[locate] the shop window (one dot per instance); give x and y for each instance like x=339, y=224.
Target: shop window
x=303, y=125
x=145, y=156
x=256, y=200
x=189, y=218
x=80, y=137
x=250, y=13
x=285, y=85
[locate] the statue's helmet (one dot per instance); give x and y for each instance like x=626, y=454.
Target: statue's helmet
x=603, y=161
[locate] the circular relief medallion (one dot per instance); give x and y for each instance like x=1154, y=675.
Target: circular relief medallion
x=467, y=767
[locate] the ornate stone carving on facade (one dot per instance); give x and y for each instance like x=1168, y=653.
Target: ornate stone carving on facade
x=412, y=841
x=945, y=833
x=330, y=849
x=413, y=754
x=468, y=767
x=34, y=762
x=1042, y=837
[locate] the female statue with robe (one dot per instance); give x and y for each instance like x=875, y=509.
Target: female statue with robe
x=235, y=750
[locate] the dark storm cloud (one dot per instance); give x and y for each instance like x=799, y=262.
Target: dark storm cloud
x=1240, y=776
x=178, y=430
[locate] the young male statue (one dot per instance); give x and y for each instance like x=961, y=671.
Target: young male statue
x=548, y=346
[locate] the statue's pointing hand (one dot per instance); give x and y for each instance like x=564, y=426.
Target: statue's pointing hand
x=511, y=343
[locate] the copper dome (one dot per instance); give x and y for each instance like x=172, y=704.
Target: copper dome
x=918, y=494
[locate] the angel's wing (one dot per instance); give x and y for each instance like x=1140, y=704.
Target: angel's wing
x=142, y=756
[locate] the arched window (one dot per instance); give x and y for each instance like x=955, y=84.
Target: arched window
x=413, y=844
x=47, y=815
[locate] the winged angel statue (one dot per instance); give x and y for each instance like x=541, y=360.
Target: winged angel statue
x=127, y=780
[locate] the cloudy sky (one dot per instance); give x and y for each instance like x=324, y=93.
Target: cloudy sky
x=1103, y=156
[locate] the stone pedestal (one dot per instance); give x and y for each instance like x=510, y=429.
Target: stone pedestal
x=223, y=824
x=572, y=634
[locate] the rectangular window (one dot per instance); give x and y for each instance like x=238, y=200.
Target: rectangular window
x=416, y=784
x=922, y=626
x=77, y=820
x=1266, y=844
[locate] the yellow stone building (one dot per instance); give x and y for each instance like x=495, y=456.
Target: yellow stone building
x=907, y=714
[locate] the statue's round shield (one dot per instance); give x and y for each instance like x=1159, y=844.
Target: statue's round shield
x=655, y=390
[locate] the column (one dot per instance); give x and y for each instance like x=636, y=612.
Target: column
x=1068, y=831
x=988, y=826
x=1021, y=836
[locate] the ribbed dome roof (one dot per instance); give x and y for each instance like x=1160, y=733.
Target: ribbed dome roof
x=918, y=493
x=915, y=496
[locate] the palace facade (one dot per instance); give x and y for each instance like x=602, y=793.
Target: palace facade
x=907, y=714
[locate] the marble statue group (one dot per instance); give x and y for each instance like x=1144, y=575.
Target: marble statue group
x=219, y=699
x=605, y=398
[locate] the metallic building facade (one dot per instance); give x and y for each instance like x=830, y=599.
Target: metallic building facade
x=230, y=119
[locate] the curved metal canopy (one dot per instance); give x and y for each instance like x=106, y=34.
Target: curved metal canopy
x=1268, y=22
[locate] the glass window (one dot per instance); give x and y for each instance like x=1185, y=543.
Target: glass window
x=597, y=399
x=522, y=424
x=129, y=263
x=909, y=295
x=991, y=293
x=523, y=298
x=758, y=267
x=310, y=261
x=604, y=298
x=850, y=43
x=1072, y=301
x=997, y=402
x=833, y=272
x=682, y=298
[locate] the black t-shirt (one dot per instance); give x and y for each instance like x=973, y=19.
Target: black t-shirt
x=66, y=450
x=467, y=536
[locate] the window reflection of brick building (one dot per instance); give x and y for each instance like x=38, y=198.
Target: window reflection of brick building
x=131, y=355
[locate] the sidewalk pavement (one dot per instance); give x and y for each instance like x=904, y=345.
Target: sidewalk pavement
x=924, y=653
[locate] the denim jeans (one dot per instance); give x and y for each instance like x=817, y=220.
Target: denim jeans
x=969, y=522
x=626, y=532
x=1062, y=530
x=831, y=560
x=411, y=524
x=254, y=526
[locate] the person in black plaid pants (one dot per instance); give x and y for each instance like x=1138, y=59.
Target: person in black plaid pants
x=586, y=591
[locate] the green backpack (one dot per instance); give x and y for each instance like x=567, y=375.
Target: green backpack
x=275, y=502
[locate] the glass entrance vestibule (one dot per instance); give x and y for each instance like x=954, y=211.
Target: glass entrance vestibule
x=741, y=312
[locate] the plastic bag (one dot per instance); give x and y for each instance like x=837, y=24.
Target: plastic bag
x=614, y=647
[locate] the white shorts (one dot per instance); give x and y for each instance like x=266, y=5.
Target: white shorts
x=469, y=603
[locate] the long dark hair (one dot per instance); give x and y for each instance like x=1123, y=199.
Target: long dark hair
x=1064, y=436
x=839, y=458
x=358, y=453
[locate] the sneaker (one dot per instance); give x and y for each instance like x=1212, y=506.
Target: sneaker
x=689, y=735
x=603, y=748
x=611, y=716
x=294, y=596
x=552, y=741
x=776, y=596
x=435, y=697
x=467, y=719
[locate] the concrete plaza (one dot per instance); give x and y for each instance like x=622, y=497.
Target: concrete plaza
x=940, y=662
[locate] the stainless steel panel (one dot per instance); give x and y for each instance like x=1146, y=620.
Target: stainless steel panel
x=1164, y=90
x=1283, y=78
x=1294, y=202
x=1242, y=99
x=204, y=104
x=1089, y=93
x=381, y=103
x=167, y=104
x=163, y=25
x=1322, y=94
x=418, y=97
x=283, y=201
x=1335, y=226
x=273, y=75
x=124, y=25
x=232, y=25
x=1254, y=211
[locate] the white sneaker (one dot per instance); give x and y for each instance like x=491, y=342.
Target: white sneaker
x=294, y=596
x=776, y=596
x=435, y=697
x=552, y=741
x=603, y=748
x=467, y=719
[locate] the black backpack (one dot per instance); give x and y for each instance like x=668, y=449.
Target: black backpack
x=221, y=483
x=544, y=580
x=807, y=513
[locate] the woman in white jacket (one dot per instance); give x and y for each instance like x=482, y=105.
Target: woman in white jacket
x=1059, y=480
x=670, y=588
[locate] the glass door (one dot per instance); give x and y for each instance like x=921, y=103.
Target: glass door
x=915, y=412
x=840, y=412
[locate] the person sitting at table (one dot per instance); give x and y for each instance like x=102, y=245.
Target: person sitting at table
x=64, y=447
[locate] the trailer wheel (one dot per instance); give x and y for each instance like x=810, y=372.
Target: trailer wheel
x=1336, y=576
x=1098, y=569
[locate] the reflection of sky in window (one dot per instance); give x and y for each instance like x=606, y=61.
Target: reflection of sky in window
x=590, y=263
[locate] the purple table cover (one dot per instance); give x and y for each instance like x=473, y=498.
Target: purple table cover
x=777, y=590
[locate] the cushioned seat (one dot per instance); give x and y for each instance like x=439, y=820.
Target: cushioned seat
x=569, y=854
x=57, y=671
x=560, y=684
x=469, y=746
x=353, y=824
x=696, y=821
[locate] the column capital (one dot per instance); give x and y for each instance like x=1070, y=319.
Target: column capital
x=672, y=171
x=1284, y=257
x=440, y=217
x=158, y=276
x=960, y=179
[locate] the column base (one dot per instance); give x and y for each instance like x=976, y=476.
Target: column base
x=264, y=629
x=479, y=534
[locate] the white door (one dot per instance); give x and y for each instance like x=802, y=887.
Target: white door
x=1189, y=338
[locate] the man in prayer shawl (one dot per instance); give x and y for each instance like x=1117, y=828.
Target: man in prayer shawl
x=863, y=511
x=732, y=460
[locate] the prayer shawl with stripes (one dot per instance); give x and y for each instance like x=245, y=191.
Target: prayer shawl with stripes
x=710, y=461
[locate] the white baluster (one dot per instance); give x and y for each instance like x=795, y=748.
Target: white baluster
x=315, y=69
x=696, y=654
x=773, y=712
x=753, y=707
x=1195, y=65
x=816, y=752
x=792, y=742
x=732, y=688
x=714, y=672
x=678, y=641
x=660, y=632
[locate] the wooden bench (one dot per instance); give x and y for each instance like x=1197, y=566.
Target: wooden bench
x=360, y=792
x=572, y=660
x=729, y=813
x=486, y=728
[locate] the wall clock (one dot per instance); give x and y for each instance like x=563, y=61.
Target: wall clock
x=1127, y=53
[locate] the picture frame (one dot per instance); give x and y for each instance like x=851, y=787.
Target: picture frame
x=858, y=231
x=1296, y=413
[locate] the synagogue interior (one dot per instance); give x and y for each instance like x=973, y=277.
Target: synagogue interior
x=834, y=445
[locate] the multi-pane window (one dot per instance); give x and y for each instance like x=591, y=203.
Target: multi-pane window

■ DIRECTION:
Every line from the one holding "[locate] the white baluster" through the final line of the listing must be echoed exactly; leave out all other lines.

■ ANSWER TO THIS EXERCISE:
[locate] the white baluster (one dot per instance); give x and y for each instance like x=795, y=748.
Target: white baluster
x=315, y=69
x=696, y=654
x=773, y=712
x=753, y=707
x=1195, y=65
x=816, y=752
x=792, y=742
x=732, y=688
x=714, y=672
x=678, y=641
x=660, y=632
[locate] the wooden bench (one dot per instance); give x and y for each instance like x=1197, y=566.
Target: wooden bench
x=360, y=792
x=572, y=660
x=729, y=813
x=486, y=728
[locate] the wall clock (one dot per instance); give x and y for each instance like x=563, y=61.
Target: wall clock
x=1127, y=53
[locate] the picture frame (one dot per instance); give x and y for each instance like x=851, y=787.
Target: picture frame
x=858, y=231
x=1296, y=413
[locate] the synagogue interior (one dot per instance); give x and y for each instance like x=973, y=277.
Target: synagogue interior
x=834, y=445
[locate] the multi-pane window (one dot per instance); give x and y for each instance like x=591, y=203.
Target: multi-pane window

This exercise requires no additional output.